● Text under study
= Beginning of Section =

A couple of new studies provide insight into determinants of antibiotic prescribing using qualitative methodology. A systematic review in the Journal of Hospital Infection highlights the tension between the immediate need of the sick patient (“give ‘em broad spectrum antibiotics and keep ‘em on them for as long as I can get away with” [my caricature]) and the societal needs related to AMR (“we need to balance the individual needs of the patient with the bigger picture of AMR” [again, my caricature]). Also, a clever study by Esmita Charani and colleagues from Imperial College London provides new insight into antibiotic prescribing practice by “going native” and joining ward rounds – effectively becoming a fly on the wall to understand poor antibiotic prescribing practice. The study identified a contrast between antibiotic prescribing in Medicine, where decisions were generally multidisciplinary and policy-informed, and Surgery, where decisions were often ‘defensive’, resulting in prolonged and inappropriate antibiotic use.
Before we get going – I’m neither an antibiotic prescriber nor a qualitative scientist, so please read the rest with caution…
Balancing the needs of the individual vs. the population
The review by Krockow et al. found that whilst most prescribers acknowledge the severity of the developing AMR crisis, they often did not recognise / believe / acknowledge the role of individual prescribing behaviour in driving the problem. And to a degree they’re right. A single extended course of inappropriate antibiotics won’t create or sustain an AMR crisis. But if it’s done regularly by most prescribers, then it will! An interesting angle in the review was to explore barriers to optimised prescribing behaviour. One of these barriers was “reducing cognitive effort”, which I think means “being a bit lazy” in not following all the steps required to minimise the impact of diagnostic uncertainty. I’m sure these are not conscious decisions – but as human beings we need to understand that we are prone to taking the line of least resistance – and that line of least resistance will often be an extended course of a broad spectrum antibiotic in this context.
In terms of balancing the immediate risk profile of the sick patient in front of you with the less immediate but perhaps bigger risk of running out of antibiotics as a society, I was reminded of the ‘Parable of the Epidemiologist and the Physician’.
Being a fly on the wall to understand antibiotic prescribing behaviours
The qualitative study by Charani et al. involved more than 500 hours of direct observation from within ward rounds combined with face-to-face interviews of key players. Qualitative methodology (which I don’t being to understand so can’t really comment on!) was used to derive cultural determinants of antibiotic decision making.

= End of Section =

● Records provided
= Beginning of Section =

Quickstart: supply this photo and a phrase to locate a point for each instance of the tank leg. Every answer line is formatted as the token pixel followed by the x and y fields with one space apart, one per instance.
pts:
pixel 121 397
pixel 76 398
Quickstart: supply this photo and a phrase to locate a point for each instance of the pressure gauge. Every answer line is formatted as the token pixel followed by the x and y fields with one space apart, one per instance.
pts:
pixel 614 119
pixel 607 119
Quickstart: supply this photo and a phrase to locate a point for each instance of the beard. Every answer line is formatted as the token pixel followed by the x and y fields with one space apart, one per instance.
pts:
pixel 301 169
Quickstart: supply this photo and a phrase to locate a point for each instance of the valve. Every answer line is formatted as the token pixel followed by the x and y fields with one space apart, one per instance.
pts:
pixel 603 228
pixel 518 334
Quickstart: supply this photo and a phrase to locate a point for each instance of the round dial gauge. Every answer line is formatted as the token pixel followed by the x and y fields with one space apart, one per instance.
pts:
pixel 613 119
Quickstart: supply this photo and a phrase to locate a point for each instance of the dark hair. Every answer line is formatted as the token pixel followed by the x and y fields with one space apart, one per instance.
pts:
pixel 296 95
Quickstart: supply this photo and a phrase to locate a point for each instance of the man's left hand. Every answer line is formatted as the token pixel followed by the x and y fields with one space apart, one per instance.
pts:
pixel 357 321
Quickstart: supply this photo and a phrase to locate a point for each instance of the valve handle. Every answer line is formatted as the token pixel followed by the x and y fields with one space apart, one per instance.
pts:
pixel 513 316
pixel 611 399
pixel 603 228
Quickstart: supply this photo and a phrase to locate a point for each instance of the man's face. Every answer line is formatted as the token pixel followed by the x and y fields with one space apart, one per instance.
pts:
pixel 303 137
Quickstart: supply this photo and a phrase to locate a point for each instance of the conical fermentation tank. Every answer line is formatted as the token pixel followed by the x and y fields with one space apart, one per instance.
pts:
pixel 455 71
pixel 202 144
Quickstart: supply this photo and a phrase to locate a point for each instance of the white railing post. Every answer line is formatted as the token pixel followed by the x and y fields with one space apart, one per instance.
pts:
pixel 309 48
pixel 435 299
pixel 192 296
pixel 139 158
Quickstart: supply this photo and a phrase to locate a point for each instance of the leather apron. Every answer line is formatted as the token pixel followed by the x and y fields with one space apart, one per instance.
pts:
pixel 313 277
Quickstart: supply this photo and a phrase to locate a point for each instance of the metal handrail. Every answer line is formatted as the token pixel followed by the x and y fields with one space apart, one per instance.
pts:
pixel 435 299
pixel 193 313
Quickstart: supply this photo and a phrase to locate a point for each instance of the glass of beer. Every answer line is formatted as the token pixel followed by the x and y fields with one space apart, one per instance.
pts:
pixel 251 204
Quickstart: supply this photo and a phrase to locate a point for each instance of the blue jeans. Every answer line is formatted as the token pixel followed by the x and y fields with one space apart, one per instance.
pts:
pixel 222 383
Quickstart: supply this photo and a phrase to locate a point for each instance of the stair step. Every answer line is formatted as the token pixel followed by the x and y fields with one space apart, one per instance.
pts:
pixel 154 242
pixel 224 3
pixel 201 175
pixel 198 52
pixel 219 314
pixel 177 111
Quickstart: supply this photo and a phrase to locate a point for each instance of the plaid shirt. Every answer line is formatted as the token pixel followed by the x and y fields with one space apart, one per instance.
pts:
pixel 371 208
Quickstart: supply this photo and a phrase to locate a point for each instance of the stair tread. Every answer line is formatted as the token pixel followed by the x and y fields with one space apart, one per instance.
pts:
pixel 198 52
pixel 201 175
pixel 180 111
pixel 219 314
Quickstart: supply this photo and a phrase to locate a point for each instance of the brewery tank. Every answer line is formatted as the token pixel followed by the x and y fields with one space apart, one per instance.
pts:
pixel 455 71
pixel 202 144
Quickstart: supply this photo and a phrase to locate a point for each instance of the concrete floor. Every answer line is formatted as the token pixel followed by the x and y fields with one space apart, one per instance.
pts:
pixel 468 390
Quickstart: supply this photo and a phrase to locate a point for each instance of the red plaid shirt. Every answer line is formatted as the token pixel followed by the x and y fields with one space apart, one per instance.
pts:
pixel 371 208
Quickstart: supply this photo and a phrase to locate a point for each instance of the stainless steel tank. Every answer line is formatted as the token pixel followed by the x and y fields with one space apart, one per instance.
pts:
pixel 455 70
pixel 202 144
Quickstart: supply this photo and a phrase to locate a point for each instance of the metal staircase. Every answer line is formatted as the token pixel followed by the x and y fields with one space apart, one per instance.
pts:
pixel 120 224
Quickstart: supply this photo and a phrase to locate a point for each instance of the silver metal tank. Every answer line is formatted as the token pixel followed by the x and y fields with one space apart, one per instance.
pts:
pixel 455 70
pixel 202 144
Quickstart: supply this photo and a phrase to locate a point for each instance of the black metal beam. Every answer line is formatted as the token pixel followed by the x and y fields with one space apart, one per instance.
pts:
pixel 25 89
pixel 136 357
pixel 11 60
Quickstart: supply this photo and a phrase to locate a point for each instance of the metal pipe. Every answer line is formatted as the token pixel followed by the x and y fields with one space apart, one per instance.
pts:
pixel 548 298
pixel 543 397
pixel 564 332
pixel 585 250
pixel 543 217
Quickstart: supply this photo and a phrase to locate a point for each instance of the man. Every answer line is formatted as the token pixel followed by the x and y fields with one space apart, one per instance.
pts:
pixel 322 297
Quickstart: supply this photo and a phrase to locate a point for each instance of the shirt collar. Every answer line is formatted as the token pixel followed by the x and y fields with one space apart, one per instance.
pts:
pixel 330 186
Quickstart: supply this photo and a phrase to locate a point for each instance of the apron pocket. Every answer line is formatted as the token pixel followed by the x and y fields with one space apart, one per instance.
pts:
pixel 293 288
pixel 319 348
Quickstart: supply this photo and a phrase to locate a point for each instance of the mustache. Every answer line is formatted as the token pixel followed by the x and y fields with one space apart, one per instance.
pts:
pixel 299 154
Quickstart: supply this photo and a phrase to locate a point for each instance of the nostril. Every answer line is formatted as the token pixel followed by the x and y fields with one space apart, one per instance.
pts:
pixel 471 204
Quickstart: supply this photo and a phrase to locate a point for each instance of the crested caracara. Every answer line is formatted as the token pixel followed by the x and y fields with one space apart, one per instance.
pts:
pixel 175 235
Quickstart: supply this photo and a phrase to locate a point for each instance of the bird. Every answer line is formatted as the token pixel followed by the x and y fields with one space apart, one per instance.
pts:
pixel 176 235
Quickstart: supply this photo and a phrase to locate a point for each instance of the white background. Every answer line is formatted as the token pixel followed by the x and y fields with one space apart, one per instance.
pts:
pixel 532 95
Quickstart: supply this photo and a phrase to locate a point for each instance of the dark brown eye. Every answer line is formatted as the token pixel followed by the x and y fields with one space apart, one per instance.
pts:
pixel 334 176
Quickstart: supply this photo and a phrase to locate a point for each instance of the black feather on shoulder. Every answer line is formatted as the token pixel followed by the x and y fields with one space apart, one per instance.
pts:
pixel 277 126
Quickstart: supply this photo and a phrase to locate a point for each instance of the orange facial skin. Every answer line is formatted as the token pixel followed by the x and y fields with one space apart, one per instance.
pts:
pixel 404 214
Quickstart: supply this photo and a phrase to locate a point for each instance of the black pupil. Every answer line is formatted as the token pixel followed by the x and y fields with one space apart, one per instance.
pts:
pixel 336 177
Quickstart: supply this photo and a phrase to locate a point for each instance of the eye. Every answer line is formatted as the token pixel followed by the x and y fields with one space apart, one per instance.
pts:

= End of Section =

● Study questions
(A) Copy the stretch of the post on antibiotic prescribing above, from "In terms of" through "and the Physician’.".
(B) In the post on antibiotic prescribing above, list every verb in the slash-separated group that tells what prescribers often did not do about individual prescribing behavior.

● Solution set
(A)
In terms of balancing the immediate risk profile of the sick patient in front of you with the less immediate but perhaps bigger risk of running out of antibiotics as a society, I was reminded of the ‘Parable of the Epidemiologist and the Physician’.

(B) recognise, believe, acknowledge